> **WHAT THE TASK REQUIRES**
Copy every line of the records below where the word "surface" occurs.

(Dataset entries)

-*-*-

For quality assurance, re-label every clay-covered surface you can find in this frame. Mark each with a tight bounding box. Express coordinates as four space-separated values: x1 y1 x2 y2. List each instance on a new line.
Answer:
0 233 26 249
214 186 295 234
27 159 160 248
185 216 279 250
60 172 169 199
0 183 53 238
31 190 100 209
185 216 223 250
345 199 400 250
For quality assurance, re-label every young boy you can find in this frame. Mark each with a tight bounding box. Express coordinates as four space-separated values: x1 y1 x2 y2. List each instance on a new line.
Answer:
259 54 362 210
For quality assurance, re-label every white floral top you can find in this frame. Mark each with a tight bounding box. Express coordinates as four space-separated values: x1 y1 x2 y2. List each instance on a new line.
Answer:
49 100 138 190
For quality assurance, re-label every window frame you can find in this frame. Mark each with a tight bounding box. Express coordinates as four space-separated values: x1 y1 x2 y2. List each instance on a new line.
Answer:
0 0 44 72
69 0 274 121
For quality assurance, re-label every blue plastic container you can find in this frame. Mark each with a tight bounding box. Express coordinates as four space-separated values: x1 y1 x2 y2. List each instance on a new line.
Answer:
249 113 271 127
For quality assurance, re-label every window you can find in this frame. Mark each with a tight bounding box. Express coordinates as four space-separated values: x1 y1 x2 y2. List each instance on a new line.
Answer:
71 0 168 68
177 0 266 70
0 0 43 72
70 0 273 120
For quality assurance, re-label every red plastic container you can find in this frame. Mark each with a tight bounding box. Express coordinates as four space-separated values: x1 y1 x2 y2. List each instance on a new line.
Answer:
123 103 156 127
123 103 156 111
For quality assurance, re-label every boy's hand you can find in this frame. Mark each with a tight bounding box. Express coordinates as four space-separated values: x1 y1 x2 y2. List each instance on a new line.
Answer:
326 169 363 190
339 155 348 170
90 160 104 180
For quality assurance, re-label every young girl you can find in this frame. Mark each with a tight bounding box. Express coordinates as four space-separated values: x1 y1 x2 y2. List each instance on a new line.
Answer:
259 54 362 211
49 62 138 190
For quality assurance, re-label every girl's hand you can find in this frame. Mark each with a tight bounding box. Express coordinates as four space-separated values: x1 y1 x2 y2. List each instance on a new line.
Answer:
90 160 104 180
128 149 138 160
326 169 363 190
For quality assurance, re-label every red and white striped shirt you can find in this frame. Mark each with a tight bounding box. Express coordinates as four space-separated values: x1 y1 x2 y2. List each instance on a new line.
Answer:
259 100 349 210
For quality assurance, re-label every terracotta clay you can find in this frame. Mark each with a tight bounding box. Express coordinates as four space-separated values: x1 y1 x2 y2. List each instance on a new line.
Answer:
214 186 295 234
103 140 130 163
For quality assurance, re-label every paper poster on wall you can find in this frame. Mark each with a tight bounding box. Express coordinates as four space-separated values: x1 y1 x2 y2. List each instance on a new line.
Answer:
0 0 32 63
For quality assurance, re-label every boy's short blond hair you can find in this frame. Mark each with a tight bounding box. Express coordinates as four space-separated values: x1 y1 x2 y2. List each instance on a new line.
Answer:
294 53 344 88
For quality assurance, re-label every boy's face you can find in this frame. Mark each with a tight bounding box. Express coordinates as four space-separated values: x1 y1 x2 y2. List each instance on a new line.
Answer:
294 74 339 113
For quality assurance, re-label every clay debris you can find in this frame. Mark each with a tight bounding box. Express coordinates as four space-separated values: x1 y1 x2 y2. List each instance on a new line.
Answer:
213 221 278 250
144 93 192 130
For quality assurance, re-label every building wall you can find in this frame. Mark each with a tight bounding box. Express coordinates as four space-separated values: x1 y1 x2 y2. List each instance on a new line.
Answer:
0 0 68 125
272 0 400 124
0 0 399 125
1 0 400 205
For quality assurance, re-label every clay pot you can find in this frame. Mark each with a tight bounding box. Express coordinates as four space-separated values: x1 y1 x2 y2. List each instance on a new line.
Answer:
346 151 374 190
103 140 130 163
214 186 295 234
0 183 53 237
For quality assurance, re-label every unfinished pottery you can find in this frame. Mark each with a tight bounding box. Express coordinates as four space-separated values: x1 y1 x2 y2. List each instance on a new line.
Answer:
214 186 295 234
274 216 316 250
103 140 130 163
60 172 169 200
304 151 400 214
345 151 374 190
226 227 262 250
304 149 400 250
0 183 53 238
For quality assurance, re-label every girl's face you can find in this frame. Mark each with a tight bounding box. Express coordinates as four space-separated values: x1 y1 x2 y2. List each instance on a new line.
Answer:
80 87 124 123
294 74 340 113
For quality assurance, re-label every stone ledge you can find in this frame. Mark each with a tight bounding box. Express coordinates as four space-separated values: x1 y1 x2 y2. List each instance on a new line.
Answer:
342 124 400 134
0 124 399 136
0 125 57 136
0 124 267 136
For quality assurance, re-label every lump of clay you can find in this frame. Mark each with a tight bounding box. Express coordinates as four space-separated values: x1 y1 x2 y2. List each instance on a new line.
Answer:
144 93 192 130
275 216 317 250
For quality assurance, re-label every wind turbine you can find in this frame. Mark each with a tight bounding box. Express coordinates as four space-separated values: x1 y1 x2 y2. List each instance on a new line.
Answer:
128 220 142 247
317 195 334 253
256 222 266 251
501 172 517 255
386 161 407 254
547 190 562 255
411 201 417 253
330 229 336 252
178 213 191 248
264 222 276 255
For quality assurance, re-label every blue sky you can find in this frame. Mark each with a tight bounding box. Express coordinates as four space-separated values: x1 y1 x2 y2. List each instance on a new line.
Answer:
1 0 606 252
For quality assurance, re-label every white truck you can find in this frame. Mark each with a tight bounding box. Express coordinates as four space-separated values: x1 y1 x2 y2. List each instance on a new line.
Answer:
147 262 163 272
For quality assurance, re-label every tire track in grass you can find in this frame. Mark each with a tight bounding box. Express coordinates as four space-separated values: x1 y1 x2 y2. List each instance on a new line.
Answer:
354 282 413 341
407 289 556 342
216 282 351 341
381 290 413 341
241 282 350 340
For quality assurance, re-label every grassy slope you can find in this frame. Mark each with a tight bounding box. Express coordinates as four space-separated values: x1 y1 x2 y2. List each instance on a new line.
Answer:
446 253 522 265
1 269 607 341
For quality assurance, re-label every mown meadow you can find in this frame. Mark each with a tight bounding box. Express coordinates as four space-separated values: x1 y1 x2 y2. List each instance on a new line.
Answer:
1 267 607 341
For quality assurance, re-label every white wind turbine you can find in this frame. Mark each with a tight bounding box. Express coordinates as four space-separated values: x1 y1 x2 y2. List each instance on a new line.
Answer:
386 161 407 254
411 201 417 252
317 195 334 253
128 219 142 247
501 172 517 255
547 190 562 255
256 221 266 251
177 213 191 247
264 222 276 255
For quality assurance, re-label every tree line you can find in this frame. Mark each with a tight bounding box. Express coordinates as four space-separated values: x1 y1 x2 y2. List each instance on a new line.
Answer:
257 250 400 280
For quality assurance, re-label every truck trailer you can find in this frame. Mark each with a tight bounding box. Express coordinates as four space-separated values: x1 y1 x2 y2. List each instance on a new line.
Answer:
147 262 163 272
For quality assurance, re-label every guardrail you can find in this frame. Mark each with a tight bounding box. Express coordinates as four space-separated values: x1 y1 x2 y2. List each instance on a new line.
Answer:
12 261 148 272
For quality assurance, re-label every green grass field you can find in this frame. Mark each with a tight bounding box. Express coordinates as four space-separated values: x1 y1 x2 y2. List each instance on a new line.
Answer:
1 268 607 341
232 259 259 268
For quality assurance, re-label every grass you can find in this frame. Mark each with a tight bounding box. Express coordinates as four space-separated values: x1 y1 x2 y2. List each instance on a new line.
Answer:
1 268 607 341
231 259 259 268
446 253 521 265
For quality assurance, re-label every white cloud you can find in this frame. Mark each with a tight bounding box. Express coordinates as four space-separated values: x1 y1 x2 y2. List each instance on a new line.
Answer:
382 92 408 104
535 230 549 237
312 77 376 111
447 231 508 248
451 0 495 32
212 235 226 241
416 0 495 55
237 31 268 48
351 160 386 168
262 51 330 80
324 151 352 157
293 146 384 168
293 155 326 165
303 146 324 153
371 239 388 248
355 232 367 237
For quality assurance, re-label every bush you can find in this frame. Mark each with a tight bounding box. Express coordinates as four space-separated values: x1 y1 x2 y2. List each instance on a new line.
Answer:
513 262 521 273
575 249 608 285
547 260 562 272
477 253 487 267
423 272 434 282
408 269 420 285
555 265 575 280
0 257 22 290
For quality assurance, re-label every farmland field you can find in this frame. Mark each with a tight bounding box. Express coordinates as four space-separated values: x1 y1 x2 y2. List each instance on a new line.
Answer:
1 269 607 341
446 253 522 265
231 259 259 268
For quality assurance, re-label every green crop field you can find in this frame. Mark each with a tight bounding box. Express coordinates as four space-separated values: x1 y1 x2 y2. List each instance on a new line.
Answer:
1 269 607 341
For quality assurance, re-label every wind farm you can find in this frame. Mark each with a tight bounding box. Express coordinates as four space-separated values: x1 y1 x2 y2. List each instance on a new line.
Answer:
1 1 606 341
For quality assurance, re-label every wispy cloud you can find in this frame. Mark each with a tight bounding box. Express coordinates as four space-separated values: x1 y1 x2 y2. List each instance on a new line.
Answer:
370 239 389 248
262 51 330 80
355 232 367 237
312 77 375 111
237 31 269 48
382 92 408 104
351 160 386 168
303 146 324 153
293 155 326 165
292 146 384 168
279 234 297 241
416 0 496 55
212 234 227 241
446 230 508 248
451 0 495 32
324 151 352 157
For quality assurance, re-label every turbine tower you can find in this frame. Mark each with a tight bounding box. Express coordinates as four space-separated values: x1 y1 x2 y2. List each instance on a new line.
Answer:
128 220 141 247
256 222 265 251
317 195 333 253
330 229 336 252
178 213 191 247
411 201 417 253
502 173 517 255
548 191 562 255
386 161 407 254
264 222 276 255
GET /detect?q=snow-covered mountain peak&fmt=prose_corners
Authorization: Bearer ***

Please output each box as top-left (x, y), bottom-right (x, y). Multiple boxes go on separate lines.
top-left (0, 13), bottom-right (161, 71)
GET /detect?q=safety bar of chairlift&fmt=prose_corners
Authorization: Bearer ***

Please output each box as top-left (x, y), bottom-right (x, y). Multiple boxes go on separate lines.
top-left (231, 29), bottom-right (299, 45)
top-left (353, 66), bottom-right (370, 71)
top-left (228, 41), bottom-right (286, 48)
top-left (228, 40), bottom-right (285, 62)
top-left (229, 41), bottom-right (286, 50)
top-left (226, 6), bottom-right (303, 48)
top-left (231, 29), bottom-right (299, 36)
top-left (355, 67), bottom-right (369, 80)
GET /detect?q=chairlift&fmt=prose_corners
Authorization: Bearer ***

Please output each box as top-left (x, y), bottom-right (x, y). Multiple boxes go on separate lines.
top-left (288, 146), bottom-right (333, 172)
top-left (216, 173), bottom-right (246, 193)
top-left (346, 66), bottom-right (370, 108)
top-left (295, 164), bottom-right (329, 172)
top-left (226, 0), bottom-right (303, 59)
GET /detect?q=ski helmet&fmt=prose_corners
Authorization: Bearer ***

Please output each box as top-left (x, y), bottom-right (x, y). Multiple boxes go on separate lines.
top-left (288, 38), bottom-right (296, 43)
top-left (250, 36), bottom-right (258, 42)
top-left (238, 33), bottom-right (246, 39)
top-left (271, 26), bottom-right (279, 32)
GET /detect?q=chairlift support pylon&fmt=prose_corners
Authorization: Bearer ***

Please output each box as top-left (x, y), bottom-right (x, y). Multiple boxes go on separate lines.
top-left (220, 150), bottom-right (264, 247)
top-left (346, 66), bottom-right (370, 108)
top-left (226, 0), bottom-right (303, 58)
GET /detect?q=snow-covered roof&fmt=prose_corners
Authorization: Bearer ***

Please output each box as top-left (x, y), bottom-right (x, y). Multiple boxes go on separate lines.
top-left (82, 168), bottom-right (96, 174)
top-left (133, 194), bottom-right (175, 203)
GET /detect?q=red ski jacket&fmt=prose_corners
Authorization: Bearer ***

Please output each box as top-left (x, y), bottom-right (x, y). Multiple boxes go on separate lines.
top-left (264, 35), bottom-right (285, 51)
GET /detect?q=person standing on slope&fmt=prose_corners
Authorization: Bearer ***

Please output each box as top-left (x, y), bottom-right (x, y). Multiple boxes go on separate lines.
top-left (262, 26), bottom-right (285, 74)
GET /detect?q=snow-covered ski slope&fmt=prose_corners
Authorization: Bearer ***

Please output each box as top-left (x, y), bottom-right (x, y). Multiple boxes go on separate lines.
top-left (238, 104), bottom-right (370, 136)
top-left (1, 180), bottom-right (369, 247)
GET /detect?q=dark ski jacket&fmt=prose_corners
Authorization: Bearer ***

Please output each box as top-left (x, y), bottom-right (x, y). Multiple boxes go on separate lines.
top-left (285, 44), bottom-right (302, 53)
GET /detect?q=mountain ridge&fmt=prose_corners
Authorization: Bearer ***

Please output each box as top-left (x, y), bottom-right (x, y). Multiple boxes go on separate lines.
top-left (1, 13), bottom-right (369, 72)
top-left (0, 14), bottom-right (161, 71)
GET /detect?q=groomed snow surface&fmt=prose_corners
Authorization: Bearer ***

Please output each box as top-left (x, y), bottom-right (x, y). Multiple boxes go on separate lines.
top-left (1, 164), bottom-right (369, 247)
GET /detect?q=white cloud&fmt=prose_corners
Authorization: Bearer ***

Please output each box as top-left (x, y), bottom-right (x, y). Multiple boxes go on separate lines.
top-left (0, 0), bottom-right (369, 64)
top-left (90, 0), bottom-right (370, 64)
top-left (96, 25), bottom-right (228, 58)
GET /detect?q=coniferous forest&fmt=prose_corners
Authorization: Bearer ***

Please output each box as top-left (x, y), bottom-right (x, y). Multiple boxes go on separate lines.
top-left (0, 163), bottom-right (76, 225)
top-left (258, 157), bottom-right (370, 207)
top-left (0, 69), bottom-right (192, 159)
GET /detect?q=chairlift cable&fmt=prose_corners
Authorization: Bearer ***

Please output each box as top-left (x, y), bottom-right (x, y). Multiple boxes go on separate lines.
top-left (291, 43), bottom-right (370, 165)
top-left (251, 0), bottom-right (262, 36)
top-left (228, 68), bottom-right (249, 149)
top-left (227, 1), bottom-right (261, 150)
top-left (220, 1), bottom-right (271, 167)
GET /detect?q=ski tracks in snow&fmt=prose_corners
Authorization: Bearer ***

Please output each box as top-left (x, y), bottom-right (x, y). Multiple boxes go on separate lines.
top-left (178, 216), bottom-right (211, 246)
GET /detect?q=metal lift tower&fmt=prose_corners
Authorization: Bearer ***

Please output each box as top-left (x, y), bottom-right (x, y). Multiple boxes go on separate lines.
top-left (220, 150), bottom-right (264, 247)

-*-*-

> **EXERCISE OUTPUT**
For quality assurance, re-label every clay-covered surface you can find in this frame. Mark each with a tight bounding box. Express coordinates as four space-separated values: x1 y1 x2 y2. List each instance on a new line.
GET /detect?q=groomed snow surface&fmt=prose_corners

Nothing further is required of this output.